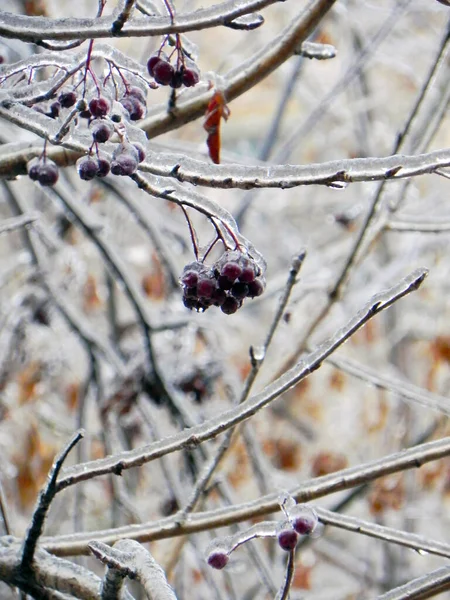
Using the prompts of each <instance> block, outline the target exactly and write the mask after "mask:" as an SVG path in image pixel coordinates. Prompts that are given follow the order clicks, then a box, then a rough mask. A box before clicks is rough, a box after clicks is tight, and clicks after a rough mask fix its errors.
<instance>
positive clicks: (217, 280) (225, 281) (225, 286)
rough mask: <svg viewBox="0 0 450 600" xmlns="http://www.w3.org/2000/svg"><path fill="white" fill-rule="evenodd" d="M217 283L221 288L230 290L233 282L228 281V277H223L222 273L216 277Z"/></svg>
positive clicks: (232, 283)
mask: <svg viewBox="0 0 450 600" xmlns="http://www.w3.org/2000/svg"><path fill="white" fill-rule="evenodd" d="M217 285H218V286H219V287H220V289H221V290H231V288H232V287H233V282H232V281H230V280H229V279H228V277H225V276H224V275H219V277H218V278H217Z"/></svg>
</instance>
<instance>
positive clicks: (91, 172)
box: [77, 156, 98, 181]
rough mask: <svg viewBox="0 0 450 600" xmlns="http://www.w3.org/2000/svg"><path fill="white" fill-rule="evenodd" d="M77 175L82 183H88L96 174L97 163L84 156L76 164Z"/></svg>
mask: <svg viewBox="0 0 450 600" xmlns="http://www.w3.org/2000/svg"><path fill="white" fill-rule="evenodd" d="M77 170H78V175H79V177H80V179H83V181H90V180H91V179H94V177H95V176H96V175H97V173H98V163H97V161H96V160H95V159H93V158H90V157H89V156H86V157H85V158H82V159H81V160H80V161H79V162H78V164H77Z"/></svg>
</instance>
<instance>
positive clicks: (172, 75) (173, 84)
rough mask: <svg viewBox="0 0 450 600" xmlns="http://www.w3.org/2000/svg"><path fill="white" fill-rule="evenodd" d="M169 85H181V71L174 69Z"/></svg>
mask: <svg viewBox="0 0 450 600" xmlns="http://www.w3.org/2000/svg"><path fill="white" fill-rule="evenodd" d="M169 85H170V87H173V88H174V89H177V88H180V87H181V86H182V85H183V71H174V73H173V75H172V79H171V81H170V84H169Z"/></svg>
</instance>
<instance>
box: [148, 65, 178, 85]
mask: <svg viewBox="0 0 450 600" xmlns="http://www.w3.org/2000/svg"><path fill="white" fill-rule="evenodd" d="M174 72H175V69H174V68H173V67H172V65H171V64H170V63H168V62H166V61H164V60H160V61H159V62H157V63H156V65H155V66H154V67H153V77H154V79H155V81H156V83H159V84H160V85H170V83H171V81H172V77H173V74H174Z"/></svg>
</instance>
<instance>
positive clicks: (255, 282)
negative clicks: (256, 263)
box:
------------------------------------------------
> **PROBLEM STATEMENT**: All of the entries need to be retyped word for word, pictures excluded.

> **SOLUTION**:
Using the prompts of each <instance> block, outline the target exactly and write the mask after "mask:" as an SVG path in image pixel coordinates. Prompts that are given follow the order clicks, then a box, then a rough mask. A box before clicks is rough, a box after clicks is tight, and clicks after a rough mask fix its errors.
<instance>
positive clicks: (217, 280) (225, 281) (225, 286)
rough mask: <svg viewBox="0 0 450 600" xmlns="http://www.w3.org/2000/svg"><path fill="white" fill-rule="evenodd" d="M217 283L221 288L230 290L233 282L228 281V277H223L222 273L216 277Z"/></svg>
positive clicks: (232, 283)
mask: <svg viewBox="0 0 450 600" xmlns="http://www.w3.org/2000/svg"><path fill="white" fill-rule="evenodd" d="M217 285H218V286H219V287H220V289H221V290H231V288H232V287H233V282H232V281H230V280H229V279H228V277H225V276H224V275H219V277H218V278H217Z"/></svg>
</instance>
<instance>
positive clicks: (91, 172)
box: [77, 156, 98, 181]
rough mask: <svg viewBox="0 0 450 600" xmlns="http://www.w3.org/2000/svg"><path fill="white" fill-rule="evenodd" d="M77 175L82 183H88L96 174L97 163L84 156L76 164Z"/></svg>
mask: <svg viewBox="0 0 450 600" xmlns="http://www.w3.org/2000/svg"><path fill="white" fill-rule="evenodd" d="M77 170H78V175H79V177H80V179H83V181H90V180H91V179H94V177H95V176H96V175H97V173H98V163H97V161H96V160H95V159H93V158H90V157H89V156H86V157H85V158H82V159H81V160H80V161H79V162H78V164H77Z"/></svg>
</instance>
<instance>
positive clicks: (172, 75) (173, 84)
rough mask: <svg viewBox="0 0 450 600" xmlns="http://www.w3.org/2000/svg"><path fill="white" fill-rule="evenodd" d="M169 85H181V71L174 69Z"/></svg>
mask: <svg viewBox="0 0 450 600" xmlns="http://www.w3.org/2000/svg"><path fill="white" fill-rule="evenodd" d="M169 85H170V87H173V88H174V89H177V88H180V87H181V86H182V85H183V71H174V73H173V75H172V79H171V81H170V84H169Z"/></svg>
</instance>
<instance>
box: [148, 65, 178, 85]
mask: <svg viewBox="0 0 450 600" xmlns="http://www.w3.org/2000/svg"><path fill="white" fill-rule="evenodd" d="M174 72H175V69H174V68H173V67H172V65H171V64H170V63H168V62H166V61H164V60H160V61H159V62H157V63H156V65H155V66H154V67H153V77H154V79H155V81H156V83H159V84H160V85H170V83H171V81H172V77H173V74H174Z"/></svg>
</instance>
<instance>
positive clicks: (255, 282)
negative clicks: (256, 263)
box:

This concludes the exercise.